Records:
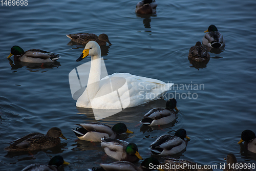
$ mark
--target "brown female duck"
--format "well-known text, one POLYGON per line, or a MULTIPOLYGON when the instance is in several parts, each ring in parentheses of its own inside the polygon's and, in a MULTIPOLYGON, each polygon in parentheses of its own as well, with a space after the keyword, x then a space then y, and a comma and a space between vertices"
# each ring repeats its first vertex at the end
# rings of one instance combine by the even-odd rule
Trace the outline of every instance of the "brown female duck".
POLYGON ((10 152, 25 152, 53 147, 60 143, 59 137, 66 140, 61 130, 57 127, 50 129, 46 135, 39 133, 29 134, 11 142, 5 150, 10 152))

--

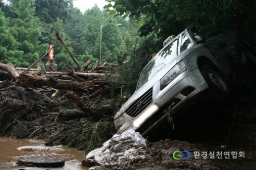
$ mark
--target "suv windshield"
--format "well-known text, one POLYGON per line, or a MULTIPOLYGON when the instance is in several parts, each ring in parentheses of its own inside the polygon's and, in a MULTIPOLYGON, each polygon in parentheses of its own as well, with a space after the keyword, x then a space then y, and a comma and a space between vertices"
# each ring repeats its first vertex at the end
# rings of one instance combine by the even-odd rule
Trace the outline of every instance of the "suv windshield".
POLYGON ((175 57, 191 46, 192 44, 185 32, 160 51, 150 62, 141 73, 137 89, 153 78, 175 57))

* * *

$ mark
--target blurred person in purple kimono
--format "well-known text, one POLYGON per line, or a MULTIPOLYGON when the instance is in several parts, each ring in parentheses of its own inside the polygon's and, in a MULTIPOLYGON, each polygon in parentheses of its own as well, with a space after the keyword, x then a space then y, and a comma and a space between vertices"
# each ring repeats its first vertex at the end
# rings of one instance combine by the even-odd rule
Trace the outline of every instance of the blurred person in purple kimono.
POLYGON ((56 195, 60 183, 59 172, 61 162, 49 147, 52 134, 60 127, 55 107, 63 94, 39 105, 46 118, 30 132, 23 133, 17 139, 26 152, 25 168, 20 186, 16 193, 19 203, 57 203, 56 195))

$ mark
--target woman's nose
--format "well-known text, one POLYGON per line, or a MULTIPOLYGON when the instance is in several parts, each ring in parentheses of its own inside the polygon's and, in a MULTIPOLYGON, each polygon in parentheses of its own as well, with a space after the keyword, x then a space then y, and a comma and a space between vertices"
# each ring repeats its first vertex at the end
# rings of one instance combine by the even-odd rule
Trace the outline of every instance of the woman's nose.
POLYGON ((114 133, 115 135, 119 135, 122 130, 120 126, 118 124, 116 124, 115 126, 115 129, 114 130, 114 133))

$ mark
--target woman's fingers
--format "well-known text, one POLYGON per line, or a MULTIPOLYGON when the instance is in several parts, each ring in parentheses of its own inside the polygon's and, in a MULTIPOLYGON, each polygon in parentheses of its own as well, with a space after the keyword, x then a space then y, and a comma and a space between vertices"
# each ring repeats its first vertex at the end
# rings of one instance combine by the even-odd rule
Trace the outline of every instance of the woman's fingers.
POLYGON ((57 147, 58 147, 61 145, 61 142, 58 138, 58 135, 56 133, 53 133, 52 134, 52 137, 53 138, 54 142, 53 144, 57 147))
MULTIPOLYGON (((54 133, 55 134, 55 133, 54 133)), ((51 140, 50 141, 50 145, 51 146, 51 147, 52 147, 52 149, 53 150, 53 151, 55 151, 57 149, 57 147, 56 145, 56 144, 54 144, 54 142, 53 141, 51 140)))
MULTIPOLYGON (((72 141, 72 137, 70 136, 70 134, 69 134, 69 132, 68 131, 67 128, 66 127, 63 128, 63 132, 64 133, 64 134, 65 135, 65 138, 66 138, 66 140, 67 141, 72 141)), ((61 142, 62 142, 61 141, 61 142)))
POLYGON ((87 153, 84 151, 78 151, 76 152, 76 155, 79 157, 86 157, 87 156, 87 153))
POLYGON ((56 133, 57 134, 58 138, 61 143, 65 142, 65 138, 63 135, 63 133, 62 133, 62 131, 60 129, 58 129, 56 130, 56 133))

--- TASK GOAL ---
Please copy out every line of the entries that contains the word "brown", and treat uppercase and lowercase as different.

--- CORRECT RESULT ---
--target "brown female duck"
Trace the outline of every instance of the "brown female duck".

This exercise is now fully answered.